EXTRACT PROVIDED START

Prodi steps in as justice minister

| Fri, 01/18/2008 - 03:39

Prodi steps in as justice ministerPremier hoping Mastella can soon return to job - Premier Romano Prodi said on Thursday that he will temporarily take over as justice minister so that the sudden resignation of Clemente Mastella from the post would not upset the government's work.

Speaking to parliament a few hours after Mastella confirmed his decision, Prodi said he hoped the Catholic politician would quickly disprove corruption allegations and then return as justice minister.

''The government's work must carry on without interruption and without losing speed,'' said Prodi, who needs the support of Mastella's Udeur party in parliament to survive.

Mastella made it clear at a press conference on Thursday morning that at least for now he has no intention of bringing down the government.

He said his small Catholic party would no longer be part of Prodi's administration but would continue to provide crucial support in parliament. Later, Italian President Giorgio Napolitano officially accepted Mastella's resignation and rubber-stamped Prodi's arrival as interim justice minister.

In his address to parliament, the premier again expressed his solidarity with Mastella ''as a politician and as a friend'', stressing that he had relied on the Udeur party in the past and would continue to do so ''in the future''.

Without the Udeur's three senators, Prodi would lose his majority in the upper house and the government would fall.

Mastella's announcement that he was quitting followed news that his wife was being placed under house arrest for allegedly trying to dictate certain hospital appointments in their native Campania region. He told parliament he wanted to be with his wife and to defend her against ''stupid'' attacks by ''extremist fringes'' of the judiciary.

It later emerged that he too was under investigation in the same probe into an alleged web of corruption centred on the Udeur party in the Campania region.

Prodi glossed over Mastella's fierce attack on the prosecutor behind the probe and praised the ''institutional sensitivity'' his ally had shown by resigning.

EXTRACT PROVIDED END

REQUIRED WORK » According to the article on Prodi taking over as justice minister, how many Udeur senators does Prodi need to keep his majority in the upper house?

SUPPLIED MATERIAL START

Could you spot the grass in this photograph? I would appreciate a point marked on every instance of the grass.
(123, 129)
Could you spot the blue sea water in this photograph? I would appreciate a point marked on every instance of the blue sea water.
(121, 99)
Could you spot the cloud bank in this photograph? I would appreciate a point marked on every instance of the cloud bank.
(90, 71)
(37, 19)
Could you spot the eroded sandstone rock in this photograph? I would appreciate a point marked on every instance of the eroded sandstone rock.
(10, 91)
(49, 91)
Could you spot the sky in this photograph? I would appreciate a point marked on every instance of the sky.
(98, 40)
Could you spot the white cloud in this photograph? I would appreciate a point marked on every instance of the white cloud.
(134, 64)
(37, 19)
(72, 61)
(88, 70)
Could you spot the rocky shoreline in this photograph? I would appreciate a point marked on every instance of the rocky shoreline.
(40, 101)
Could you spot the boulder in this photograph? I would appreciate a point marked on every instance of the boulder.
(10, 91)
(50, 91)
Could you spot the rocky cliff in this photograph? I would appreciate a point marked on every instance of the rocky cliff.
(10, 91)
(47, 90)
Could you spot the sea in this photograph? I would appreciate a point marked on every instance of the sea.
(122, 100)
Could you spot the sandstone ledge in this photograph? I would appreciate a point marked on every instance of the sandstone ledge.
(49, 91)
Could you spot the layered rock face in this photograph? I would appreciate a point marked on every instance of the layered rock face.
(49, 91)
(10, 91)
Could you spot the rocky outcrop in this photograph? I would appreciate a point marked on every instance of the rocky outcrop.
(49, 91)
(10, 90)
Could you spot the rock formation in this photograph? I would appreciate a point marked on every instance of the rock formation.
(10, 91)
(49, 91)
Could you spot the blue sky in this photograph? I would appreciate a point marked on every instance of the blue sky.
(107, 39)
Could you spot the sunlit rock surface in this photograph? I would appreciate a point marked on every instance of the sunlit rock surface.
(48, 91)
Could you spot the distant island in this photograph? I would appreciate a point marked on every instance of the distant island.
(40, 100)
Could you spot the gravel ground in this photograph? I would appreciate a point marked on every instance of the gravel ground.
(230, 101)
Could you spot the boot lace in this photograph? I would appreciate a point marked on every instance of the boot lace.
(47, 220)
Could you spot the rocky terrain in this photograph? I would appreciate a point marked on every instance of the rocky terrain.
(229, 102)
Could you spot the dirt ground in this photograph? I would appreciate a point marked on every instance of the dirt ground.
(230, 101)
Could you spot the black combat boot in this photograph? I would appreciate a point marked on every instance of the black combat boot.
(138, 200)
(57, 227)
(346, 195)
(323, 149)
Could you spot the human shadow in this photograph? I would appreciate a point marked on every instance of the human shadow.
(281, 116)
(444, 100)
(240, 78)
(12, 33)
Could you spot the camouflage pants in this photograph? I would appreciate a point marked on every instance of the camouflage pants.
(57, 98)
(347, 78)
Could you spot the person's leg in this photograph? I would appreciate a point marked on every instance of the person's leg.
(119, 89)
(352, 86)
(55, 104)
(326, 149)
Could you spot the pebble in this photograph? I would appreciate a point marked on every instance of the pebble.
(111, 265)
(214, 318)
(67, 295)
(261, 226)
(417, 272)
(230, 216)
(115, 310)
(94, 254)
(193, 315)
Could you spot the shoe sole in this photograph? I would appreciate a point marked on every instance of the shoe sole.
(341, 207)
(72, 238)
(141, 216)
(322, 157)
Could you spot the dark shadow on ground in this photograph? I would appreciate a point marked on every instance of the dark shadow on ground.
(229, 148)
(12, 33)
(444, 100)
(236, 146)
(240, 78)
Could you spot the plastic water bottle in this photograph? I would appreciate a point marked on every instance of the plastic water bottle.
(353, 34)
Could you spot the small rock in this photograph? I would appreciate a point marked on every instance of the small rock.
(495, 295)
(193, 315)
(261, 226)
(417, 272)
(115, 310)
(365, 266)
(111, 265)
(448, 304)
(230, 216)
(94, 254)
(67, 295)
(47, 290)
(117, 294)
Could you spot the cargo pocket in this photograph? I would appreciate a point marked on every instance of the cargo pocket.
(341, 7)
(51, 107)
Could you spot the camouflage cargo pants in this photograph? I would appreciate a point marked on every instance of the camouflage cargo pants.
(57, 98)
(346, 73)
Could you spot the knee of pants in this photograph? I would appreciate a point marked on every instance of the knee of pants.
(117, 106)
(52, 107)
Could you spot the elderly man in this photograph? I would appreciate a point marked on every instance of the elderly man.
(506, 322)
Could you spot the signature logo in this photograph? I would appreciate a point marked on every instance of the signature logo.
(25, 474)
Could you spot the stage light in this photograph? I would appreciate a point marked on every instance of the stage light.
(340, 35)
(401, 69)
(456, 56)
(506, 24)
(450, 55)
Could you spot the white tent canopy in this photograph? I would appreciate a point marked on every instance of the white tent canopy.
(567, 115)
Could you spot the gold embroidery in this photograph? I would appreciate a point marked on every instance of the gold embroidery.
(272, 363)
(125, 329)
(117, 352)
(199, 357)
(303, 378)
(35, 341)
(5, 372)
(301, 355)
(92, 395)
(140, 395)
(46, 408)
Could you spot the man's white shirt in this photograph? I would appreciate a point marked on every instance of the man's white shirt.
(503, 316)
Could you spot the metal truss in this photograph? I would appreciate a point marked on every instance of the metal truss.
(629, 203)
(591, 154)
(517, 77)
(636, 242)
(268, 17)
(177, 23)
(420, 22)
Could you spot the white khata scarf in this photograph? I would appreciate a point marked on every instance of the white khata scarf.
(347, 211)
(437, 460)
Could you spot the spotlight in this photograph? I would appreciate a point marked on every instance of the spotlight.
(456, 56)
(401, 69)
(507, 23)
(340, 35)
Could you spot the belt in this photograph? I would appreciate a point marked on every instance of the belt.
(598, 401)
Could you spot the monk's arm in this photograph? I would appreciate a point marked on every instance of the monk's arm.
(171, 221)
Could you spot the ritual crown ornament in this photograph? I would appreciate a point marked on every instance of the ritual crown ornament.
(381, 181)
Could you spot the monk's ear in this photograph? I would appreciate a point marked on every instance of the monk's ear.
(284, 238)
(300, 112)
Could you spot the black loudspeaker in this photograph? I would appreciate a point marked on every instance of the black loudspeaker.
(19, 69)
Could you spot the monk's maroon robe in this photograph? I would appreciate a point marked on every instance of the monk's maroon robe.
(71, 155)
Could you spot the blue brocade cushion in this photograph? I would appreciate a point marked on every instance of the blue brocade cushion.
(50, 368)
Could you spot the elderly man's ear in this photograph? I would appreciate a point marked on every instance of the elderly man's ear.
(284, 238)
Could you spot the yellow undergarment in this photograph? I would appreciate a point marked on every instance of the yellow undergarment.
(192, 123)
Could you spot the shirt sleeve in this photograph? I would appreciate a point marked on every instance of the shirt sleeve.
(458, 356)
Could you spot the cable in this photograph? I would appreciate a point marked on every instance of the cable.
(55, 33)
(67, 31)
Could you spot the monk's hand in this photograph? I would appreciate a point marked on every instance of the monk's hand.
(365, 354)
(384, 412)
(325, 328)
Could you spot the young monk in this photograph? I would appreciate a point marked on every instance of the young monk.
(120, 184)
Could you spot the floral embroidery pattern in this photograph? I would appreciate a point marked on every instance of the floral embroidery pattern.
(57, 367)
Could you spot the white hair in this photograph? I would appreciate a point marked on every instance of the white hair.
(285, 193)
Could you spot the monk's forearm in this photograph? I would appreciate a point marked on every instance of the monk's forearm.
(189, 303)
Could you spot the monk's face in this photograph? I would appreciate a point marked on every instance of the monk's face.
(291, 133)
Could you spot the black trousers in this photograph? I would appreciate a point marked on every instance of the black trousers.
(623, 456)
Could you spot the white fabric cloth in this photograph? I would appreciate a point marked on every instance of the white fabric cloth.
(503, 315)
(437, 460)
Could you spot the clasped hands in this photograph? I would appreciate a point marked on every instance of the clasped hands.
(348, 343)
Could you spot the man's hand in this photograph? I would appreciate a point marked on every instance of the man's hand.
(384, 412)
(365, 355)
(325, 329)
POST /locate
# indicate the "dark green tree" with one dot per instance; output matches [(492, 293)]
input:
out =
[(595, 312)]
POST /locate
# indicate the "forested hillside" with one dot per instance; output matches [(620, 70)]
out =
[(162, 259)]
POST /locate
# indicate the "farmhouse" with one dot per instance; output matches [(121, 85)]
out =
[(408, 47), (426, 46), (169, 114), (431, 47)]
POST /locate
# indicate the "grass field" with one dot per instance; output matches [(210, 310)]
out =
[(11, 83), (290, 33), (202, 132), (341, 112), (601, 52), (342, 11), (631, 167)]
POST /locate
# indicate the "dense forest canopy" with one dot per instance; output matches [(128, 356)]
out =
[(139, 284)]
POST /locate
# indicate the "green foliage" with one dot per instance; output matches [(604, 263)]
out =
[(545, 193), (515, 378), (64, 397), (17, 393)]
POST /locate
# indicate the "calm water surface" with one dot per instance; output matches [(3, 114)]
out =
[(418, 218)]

SUPPLIED MATERIAL END

FINAL ANSWER » Three senators.